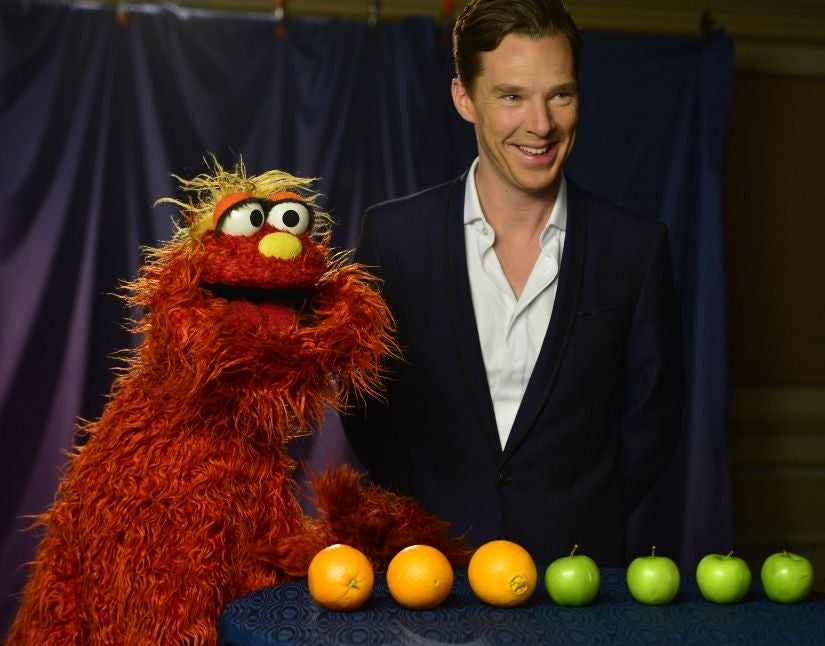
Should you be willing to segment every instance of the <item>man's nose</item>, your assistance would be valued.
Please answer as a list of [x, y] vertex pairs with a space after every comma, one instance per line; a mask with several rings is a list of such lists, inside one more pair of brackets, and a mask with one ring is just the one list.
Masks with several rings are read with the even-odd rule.
[[536, 100], [530, 104], [527, 129], [540, 137], [548, 135], [555, 127], [553, 113], [548, 103]]

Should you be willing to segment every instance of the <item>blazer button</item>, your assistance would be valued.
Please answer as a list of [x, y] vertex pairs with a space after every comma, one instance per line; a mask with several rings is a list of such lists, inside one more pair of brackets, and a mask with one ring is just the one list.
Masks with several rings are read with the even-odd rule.
[[506, 471], [499, 471], [498, 472], [498, 486], [499, 487], [506, 487], [513, 481], [512, 476]]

|---|

## [WHAT IS NEEDED]
From top to bottom, restate the records above exactly and omit every picture.

## [RESULT]
Should you be willing to segment every instance of the <item>man's nose</item>, your assistance would be valued.
Please answer as a list of [x, y] vertex pairs with a space after every comma, one instance per line; a mask with several rings is a list of such lists, inside one more pair of brackets, and a mask with one ring is just the one list.
Masks with several rings are read with the even-odd rule.
[[536, 100], [530, 104], [527, 129], [540, 137], [548, 135], [555, 127], [553, 113], [548, 103]]

Should you be willing to segment every instance of the <item>blazer button</item>, your assistance would be valued.
Please answer as a list of [x, y] vertex pairs with a space after every comma, one instance per line; a mask with several rings is a list of such lists, inside one more pair of brackets, and a mask with one ring is just the one list.
Masks with several rings are read with the even-odd rule.
[[506, 471], [499, 471], [498, 472], [498, 486], [499, 487], [506, 487], [513, 481], [512, 476]]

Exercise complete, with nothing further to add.